··· Data extract ···
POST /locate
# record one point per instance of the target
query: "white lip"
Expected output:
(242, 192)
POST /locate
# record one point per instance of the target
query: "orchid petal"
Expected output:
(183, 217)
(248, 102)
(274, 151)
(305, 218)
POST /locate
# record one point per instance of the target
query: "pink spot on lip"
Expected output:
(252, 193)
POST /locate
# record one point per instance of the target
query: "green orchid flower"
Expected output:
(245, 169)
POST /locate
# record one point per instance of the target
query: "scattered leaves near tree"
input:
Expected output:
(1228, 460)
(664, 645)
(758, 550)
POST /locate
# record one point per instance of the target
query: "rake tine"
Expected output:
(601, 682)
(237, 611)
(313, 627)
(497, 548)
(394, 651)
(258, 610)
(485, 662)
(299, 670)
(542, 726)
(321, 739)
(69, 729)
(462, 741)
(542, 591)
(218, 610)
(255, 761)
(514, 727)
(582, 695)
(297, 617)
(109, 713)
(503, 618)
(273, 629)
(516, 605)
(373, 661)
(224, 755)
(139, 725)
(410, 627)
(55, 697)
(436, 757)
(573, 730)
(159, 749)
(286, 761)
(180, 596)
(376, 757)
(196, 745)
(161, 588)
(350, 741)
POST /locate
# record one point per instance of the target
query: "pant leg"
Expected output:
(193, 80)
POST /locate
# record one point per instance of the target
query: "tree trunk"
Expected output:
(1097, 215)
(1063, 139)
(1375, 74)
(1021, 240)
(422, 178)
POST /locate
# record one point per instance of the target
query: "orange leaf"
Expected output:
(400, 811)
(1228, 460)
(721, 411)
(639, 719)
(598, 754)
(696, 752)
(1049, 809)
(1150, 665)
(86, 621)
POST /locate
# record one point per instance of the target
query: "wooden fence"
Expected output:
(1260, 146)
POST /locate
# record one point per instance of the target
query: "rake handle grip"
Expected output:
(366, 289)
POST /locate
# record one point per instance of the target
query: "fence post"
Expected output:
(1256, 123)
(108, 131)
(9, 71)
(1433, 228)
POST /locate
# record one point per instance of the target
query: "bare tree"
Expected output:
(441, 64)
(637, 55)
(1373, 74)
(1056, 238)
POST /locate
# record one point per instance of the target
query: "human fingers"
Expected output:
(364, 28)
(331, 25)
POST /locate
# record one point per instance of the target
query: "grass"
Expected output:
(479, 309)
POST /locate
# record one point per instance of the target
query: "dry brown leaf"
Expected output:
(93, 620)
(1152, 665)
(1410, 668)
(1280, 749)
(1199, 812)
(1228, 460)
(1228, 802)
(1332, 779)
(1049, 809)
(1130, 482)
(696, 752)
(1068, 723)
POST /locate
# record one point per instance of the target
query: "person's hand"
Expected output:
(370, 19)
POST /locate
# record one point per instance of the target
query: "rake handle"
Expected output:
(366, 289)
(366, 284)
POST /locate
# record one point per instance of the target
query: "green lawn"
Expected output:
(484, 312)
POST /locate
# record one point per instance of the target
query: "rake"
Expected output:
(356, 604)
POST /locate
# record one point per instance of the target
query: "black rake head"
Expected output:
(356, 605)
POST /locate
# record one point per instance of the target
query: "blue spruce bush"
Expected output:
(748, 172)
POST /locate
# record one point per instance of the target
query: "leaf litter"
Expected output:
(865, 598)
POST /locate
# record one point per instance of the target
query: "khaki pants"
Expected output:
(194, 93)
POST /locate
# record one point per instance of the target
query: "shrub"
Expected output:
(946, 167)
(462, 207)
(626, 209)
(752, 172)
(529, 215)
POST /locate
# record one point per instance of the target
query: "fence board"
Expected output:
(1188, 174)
···
··· Data extract ···
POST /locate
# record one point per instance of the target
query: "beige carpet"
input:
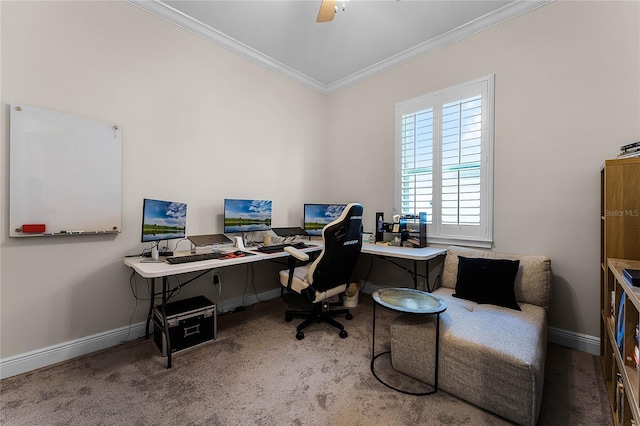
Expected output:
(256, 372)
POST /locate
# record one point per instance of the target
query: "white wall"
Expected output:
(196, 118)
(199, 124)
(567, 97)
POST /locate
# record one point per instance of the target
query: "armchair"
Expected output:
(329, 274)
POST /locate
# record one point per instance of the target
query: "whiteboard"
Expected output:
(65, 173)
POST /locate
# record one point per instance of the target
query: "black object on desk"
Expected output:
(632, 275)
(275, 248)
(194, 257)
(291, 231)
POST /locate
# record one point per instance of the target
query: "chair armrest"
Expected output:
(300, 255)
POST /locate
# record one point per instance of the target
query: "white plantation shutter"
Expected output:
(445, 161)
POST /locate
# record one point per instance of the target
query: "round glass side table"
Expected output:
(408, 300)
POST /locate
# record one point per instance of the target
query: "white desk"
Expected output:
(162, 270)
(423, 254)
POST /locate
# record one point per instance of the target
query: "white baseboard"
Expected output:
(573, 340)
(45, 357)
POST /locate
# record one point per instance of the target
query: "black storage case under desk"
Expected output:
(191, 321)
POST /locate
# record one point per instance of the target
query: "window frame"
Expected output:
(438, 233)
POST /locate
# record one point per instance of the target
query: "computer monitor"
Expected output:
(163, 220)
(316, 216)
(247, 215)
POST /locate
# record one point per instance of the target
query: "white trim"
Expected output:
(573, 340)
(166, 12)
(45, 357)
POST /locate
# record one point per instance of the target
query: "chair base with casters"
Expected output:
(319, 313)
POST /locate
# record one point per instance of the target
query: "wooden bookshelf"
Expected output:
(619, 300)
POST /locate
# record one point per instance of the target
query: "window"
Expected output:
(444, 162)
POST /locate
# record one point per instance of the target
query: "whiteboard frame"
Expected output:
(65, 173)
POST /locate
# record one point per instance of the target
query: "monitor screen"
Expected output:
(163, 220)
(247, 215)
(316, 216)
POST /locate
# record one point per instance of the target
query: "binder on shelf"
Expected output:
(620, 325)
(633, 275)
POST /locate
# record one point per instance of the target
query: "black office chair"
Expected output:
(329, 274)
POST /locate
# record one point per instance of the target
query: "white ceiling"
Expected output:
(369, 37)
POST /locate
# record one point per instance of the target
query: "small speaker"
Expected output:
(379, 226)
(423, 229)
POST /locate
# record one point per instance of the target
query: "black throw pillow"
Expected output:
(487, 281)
···
- _Task brief_
Count every line of the listing holding the string "fence". Reply with the total alone.

- _Task result_
3